>> Start DATA EXTRACT
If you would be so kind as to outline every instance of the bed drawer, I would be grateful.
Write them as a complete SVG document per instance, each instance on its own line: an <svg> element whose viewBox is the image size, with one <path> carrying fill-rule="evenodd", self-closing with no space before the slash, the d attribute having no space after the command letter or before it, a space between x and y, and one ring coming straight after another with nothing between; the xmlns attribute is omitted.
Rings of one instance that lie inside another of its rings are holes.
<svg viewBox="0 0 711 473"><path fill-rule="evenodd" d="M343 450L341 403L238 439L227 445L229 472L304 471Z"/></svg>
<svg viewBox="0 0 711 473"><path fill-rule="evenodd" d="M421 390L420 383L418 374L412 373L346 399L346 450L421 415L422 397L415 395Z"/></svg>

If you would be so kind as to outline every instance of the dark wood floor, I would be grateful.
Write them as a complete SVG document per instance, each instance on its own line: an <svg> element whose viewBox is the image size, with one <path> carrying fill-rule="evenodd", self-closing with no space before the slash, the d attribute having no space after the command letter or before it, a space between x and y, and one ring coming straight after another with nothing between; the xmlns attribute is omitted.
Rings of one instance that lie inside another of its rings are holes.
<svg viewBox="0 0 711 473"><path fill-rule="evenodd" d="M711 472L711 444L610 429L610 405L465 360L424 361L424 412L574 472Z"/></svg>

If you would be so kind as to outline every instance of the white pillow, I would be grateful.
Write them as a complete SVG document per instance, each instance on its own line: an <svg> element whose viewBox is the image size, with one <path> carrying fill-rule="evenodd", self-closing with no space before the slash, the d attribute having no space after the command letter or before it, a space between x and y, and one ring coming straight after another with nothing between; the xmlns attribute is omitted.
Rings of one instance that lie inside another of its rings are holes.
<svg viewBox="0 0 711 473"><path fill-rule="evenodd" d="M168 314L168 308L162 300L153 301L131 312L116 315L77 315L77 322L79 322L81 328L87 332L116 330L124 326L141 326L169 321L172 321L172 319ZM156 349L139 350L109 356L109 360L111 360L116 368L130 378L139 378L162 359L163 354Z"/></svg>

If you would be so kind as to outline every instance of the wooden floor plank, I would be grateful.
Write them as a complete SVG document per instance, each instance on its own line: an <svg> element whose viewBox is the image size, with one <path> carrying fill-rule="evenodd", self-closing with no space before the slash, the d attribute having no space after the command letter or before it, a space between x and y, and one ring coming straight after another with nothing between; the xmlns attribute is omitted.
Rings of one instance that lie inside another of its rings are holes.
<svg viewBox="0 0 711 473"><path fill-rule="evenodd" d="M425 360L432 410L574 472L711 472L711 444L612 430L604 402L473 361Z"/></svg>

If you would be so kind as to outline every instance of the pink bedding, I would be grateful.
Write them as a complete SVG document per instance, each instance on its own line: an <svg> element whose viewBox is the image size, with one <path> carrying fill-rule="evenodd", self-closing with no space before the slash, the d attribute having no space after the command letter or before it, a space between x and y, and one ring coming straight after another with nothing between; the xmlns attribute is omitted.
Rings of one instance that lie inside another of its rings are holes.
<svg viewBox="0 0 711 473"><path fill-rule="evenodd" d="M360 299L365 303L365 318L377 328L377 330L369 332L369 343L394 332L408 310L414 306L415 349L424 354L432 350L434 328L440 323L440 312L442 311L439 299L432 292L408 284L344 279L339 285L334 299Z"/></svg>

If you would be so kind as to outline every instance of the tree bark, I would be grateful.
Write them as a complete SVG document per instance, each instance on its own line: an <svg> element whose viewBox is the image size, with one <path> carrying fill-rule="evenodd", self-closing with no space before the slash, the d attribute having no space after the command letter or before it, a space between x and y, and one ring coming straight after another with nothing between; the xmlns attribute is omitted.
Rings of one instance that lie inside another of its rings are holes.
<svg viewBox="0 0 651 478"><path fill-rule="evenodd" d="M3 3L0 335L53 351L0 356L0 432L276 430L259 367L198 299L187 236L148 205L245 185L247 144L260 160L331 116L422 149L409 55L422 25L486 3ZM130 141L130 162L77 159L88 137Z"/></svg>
>> End DATA EXTRACT
BRIEF: Recast every line of the data above as a numbered list with one line per item, leaving out the blank lines.

RESPONSE BELOW:
1. If you would be so kind as to outline every instance of the bed drawer, I would be grateful.
2. Write them as a complete SVG document per instance, each instance on its own line: an <svg> element whose viewBox is the image size, with one <path> carrying fill-rule="evenodd", self-closing with no space before the slash, the d attribute having no space after the command letter or before it, a space between x and y, and one ring coming straight after another with nothing between; the xmlns attribute is omitted.
3. Rings of one instance that lie inside another of its rings are holes.
4. <svg viewBox="0 0 711 473"><path fill-rule="evenodd" d="M343 450L341 403L238 439L227 445L229 472L304 471Z"/></svg>
5. <svg viewBox="0 0 711 473"><path fill-rule="evenodd" d="M421 390L420 383L418 374L412 373L346 399L346 450L421 415L422 397L415 395Z"/></svg>
6. If you would be so kind as to outline every instance of the dark wood floor, I would be grateful.
7. Write them as a complete SVG document per instance, each instance on its own line: an <svg> element whose viewBox is the image size, with one <path> carrying fill-rule="evenodd", self-closing with no space before the slash, the d attribute having no space after the command letter or before it, a space between x and y, and one ring coming straight after another with nothing between; the xmlns attribute is omitted.
8. Rings of one instance that lie inside another of its rings are holes.
9. <svg viewBox="0 0 711 473"><path fill-rule="evenodd" d="M711 472L711 444L610 429L610 405L465 360L424 361L424 412L574 472Z"/></svg>
10. If you would be so kind as to outline every instance of the white pillow, I would be grateful.
11. Write them as a complete SVG document per instance, each instance on its own line: an <svg> element whose viewBox is the image size, with one <path> carrying fill-rule="evenodd", self-closing with no space before the slash, the d attribute having no space after the command letter or before it, a space between x and y, and one ring coming straight after another with nothing between; the xmlns attribute is omitted.
12. Rings of one instance that lie inside another of its rings are holes.
13. <svg viewBox="0 0 711 473"><path fill-rule="evenodd" d="M168 314L168 308L162 300L153 301L131 312L116 315L77 315L77 322L79 322L81 328L87 332L116 330L124 326L141 326L169 321L172 321L172 319ZM156 349L139 350L109 356L109 360L111 360L116 368L130 378L139 378L162 359L163 354Z"/></svg>
14. If you would be so kind as to outline every instance of the wooden floor plank, I would be grateful.
15. Write them as a complete SVG document per instance, each instance on its own line: an <svg> element whose viewBox is the image size, with one <path> carrying fill-rule="evenodd", self-closing with no space before the slash, the d attribute having no space after the command letter or before it, a space between x and y, and one ring coming straight after another with nothing between; the xmlns attribute is omitted.
16. Rings of one instance that lie inside another of its rings are holes.
17. <svg viewBox="0 0 711 473"><path fill-rule="evenodd" d="M425 360L432 410L574 472L711 472L711 444L612 430L604 402L473 361Z"/></svg>
18. If you would be so kind as to outline every instance of the pink bedding, I would be grateful.
19. Write them as a complete SVG document per instance, each instance on its own line: an <svg> element whose viewBox is the image size, with one <path> carrying fill-rule="evenodd", self-closing with no space before the slash, the d attribute having no space after the command letter or before it, a space between x and y, and one ring coming straight after another with nothing between; the xmlns attribute is omitted.
20. Rings of one instance that lie inside another of its rings are holes.
21. <svg viewBox="0 0 711 473"><path fill-rule="evenodd" d="M360 299L365 303L365 318L377 328L377 330L369 332L369 343L394 332L408 310L414 306L415 349L424 354L432 350L434 328L440 323L440 312L442 311L439 299L432 292L408 284L344 279L339 285L334 299Z"/></svg>
22. If you would be so kind as to outline every instance of the tree bark, I would be grateful.
23. Write them as a complete SVG document per instance, each instance on its own line: an <svg> element whose viewBox is the image size, with one <path> carrying fill-rule="evenodd", self-closing with no space before the slash, the d attribute having no space after the command letter or before it, a space between x and y, and one ring coming straight after another with nothing between; the xmlns attribute is omitted.
24. Rings of one instance that lie inside another of its rings are holes.
25. <svg viewBox="0 0 651 478"><path fill-rule="evenodd" d="M3 3L0 335L53 351L0 356L0 432L276 430L259 367L198 299L187 236L148 205L245 185L247 144L260 160L331 116L422 149L409 55L422 25L486 3ZM130 141L130 162L77 159L88 137Z"/></svg>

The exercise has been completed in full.